[Materials provided]

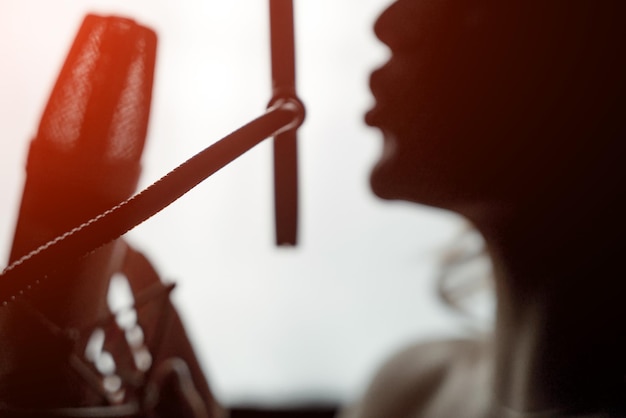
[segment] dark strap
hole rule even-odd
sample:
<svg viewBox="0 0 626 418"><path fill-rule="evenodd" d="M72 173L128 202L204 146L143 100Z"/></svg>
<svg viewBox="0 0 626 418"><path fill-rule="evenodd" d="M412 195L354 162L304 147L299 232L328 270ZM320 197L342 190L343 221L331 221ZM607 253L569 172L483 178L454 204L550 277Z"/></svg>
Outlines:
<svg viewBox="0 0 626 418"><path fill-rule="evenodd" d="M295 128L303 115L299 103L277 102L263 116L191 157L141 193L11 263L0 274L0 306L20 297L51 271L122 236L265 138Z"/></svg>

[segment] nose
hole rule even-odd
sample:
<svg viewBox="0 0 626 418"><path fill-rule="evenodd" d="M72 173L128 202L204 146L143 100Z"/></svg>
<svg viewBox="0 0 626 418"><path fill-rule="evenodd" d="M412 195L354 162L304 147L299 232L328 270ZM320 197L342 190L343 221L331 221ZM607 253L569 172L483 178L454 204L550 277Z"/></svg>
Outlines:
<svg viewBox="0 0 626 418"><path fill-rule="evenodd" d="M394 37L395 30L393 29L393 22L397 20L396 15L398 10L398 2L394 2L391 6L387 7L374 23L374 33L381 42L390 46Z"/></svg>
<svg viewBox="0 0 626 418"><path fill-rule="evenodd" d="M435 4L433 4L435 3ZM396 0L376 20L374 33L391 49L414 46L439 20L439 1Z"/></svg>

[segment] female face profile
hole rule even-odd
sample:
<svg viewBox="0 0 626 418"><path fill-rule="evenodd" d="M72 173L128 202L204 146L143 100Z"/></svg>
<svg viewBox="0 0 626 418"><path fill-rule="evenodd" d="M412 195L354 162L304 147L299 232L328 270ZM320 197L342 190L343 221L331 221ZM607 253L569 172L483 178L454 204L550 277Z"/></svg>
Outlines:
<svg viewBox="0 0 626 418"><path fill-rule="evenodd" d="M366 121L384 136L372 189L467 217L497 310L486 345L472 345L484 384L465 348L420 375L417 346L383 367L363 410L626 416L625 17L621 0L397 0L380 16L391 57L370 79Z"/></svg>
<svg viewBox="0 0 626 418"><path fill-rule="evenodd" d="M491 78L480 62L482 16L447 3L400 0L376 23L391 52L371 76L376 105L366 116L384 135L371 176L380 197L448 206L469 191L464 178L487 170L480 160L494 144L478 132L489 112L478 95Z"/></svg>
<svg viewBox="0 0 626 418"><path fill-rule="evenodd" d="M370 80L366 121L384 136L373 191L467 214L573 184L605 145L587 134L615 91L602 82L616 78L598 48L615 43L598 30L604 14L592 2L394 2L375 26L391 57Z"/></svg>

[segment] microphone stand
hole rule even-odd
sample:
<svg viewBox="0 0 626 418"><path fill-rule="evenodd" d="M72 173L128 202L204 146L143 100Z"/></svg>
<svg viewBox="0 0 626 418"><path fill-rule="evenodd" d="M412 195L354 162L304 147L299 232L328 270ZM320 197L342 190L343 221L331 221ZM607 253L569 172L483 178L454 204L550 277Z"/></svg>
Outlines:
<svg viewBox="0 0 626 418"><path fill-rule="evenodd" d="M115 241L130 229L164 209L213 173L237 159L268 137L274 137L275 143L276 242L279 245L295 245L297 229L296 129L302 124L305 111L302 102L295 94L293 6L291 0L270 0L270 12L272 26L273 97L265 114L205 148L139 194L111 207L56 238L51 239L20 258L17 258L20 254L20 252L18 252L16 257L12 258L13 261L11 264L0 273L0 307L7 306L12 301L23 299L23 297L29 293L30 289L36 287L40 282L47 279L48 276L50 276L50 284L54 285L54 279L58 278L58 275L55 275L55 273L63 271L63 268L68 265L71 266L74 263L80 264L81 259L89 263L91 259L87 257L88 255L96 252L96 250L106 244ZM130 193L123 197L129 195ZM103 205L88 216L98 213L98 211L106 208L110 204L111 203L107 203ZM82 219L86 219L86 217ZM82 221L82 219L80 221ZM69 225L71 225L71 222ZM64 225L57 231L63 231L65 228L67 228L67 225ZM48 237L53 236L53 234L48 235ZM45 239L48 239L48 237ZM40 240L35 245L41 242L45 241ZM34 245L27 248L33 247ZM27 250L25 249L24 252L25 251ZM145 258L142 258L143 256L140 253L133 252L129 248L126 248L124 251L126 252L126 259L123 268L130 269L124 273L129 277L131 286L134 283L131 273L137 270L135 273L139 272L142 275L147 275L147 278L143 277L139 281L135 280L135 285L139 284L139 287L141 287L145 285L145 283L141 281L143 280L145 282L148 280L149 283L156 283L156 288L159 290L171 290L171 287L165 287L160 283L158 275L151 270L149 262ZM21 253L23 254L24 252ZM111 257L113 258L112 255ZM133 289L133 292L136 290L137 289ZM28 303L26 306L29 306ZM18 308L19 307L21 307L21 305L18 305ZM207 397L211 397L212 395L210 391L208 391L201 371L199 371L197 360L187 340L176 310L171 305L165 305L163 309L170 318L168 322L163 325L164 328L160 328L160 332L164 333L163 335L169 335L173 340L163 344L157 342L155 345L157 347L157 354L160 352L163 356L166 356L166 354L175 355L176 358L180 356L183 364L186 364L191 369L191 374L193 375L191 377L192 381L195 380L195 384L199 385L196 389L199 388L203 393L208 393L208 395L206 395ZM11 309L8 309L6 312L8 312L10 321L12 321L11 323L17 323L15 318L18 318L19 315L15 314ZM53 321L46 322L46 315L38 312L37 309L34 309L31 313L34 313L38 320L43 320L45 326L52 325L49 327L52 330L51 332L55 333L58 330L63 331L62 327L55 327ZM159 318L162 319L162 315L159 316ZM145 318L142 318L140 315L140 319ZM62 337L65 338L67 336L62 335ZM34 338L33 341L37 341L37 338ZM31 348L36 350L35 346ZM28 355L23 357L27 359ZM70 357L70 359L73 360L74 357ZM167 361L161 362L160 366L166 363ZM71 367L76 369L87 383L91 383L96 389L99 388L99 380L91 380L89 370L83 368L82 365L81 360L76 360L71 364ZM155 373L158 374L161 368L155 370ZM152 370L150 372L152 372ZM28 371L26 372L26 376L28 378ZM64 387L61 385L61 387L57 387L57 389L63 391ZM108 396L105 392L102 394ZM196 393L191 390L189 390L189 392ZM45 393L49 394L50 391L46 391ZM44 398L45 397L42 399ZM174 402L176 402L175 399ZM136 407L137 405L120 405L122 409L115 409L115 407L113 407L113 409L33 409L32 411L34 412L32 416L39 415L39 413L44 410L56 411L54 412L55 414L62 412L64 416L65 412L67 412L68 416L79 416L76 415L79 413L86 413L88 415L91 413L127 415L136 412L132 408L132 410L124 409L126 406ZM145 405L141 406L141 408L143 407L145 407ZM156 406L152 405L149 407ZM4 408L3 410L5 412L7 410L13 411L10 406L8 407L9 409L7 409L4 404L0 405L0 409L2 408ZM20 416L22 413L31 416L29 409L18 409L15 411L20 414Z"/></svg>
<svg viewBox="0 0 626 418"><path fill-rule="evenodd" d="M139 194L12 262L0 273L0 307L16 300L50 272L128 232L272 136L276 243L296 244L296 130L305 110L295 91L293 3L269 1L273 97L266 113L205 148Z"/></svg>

[/Materials provided]
[Materials provided]

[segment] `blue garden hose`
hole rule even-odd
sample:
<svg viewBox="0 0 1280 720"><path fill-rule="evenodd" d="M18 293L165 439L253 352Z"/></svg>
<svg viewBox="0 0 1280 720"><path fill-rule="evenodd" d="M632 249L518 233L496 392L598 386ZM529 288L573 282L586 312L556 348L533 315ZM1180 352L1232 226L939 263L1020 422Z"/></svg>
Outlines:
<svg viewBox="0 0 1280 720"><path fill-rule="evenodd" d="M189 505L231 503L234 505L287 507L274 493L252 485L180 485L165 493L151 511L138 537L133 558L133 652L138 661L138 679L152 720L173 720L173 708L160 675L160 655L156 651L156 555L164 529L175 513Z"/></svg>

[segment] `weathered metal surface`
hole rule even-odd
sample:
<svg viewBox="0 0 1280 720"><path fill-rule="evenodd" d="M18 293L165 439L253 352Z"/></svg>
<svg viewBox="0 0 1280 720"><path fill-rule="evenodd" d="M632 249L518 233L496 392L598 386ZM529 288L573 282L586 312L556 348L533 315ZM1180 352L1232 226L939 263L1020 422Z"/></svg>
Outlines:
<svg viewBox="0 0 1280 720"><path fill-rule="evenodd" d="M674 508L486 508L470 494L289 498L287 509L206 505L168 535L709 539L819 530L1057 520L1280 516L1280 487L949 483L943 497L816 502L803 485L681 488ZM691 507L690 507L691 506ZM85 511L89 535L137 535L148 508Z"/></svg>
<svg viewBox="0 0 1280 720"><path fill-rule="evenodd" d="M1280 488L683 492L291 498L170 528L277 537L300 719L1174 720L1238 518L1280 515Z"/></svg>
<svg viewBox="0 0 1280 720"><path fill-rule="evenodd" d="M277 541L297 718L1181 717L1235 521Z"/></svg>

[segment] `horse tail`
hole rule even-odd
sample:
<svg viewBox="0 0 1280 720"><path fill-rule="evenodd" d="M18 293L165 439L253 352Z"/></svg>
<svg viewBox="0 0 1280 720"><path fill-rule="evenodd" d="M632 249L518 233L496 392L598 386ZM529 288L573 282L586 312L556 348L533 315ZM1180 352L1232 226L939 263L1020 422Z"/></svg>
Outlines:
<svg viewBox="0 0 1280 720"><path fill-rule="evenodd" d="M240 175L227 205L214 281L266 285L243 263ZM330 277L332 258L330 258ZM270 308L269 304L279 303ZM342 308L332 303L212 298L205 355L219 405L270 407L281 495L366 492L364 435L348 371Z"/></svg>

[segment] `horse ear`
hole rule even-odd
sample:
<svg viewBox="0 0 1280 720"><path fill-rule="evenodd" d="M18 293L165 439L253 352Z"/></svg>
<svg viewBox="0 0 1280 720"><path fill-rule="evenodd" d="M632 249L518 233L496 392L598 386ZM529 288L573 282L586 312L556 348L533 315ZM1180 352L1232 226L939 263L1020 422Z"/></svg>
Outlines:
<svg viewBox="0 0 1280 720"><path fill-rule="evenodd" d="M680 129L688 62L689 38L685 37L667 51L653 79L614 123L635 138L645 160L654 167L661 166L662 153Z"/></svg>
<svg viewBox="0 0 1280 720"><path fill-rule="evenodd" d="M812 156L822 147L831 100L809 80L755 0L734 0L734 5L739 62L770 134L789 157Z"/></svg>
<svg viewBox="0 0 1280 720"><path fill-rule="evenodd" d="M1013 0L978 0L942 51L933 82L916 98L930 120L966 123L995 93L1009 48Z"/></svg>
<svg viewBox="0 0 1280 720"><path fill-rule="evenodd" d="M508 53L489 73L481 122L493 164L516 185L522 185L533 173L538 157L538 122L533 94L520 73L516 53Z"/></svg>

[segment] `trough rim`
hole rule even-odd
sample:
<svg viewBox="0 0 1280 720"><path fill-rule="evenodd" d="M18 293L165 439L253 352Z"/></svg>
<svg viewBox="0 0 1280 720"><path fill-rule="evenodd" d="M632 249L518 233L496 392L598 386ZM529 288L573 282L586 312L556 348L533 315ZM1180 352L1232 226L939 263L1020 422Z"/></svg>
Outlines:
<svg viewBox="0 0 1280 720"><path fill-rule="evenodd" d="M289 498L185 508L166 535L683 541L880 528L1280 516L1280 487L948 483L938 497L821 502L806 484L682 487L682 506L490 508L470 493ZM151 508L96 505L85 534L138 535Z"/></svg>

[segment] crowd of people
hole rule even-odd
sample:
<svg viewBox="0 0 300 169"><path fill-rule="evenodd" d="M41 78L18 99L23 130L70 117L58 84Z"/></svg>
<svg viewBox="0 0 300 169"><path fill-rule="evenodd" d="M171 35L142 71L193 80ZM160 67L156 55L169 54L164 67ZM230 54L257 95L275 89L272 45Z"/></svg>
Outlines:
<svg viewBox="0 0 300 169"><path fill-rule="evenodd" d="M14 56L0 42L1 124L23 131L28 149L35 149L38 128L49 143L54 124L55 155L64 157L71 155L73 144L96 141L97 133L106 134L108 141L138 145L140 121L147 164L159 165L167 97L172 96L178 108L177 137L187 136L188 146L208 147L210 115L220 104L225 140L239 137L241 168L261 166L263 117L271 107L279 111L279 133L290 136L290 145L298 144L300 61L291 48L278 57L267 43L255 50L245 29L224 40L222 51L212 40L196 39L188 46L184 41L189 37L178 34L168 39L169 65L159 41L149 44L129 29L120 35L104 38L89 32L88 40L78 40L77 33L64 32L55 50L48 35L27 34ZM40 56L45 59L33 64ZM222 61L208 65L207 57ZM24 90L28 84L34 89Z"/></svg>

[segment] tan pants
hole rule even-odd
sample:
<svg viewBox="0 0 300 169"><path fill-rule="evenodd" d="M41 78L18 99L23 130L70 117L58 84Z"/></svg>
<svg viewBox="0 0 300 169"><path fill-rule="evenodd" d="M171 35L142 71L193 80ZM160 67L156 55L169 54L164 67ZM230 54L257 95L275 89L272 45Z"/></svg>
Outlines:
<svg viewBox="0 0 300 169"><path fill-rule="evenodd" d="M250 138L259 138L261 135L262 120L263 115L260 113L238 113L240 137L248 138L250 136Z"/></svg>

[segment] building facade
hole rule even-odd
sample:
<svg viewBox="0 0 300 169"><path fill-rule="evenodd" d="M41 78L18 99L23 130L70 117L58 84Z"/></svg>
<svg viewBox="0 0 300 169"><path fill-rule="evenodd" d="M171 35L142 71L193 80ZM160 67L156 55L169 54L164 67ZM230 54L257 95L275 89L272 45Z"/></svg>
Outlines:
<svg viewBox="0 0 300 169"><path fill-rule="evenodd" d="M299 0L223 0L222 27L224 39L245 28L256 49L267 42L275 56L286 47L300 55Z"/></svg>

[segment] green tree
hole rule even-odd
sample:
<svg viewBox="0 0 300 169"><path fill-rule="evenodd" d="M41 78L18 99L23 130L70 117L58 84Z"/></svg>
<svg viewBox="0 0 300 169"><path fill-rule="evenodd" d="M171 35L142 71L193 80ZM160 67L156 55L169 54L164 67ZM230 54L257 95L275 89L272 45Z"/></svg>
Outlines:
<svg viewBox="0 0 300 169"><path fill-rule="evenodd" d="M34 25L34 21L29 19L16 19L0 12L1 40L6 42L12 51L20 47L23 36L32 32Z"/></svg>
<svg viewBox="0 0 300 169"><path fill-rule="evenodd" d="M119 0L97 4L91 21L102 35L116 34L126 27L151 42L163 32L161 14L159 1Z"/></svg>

[/Materials provided]
[Materials provided]

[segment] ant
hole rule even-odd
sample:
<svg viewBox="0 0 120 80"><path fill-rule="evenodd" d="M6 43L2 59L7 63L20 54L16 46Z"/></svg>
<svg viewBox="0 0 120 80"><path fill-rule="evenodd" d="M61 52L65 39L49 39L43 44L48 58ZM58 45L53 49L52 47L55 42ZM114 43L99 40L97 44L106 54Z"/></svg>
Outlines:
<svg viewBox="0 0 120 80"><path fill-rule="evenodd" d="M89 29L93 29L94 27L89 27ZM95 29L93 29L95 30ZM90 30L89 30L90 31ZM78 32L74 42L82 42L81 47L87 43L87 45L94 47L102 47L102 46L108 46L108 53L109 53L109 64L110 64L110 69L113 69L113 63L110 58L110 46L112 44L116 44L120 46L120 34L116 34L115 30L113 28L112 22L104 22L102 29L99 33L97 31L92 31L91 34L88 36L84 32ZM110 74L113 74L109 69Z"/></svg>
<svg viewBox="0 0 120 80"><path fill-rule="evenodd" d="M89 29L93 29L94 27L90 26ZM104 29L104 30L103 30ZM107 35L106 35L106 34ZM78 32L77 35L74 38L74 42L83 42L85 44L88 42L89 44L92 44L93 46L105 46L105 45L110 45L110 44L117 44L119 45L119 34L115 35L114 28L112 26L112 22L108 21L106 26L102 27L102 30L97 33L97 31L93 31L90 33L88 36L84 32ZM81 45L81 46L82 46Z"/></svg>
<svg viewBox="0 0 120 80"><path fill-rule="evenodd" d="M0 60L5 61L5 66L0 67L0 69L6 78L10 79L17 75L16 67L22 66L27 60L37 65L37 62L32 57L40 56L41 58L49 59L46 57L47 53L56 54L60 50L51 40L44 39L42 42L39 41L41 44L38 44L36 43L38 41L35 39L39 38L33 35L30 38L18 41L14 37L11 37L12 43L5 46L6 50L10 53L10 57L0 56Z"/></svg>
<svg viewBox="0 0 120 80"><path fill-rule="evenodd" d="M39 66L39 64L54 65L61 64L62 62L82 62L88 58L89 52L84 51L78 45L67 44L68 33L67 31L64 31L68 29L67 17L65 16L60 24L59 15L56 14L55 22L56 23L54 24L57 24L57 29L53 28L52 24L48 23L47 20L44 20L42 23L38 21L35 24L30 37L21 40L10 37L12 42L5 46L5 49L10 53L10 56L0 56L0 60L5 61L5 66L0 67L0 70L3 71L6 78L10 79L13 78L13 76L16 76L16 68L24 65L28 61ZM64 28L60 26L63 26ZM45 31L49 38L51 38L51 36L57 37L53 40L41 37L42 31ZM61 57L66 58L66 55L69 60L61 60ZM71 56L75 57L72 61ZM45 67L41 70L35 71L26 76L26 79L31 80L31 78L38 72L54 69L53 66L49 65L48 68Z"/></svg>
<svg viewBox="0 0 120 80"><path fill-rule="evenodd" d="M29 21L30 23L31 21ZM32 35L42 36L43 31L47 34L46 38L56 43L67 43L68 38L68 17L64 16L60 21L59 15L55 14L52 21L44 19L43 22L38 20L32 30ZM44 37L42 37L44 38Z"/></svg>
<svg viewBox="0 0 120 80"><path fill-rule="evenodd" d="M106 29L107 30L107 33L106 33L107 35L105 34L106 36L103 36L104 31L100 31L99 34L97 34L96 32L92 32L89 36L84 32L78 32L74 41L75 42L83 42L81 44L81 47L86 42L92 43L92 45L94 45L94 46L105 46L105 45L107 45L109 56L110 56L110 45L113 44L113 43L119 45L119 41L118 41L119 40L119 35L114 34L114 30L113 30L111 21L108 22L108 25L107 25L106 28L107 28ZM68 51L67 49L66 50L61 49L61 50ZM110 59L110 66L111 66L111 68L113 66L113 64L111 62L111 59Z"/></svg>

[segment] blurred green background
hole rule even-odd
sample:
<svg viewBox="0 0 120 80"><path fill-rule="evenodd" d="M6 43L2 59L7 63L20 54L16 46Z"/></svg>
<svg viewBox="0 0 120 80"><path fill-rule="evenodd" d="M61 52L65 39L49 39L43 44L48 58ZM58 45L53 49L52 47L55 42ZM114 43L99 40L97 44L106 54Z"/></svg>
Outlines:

[/Materials provided]

# Task to complete
For the string "horse", return every line of the data where it appears.

# Answer section
[segment] `horse tail`
[segment] `horse ear`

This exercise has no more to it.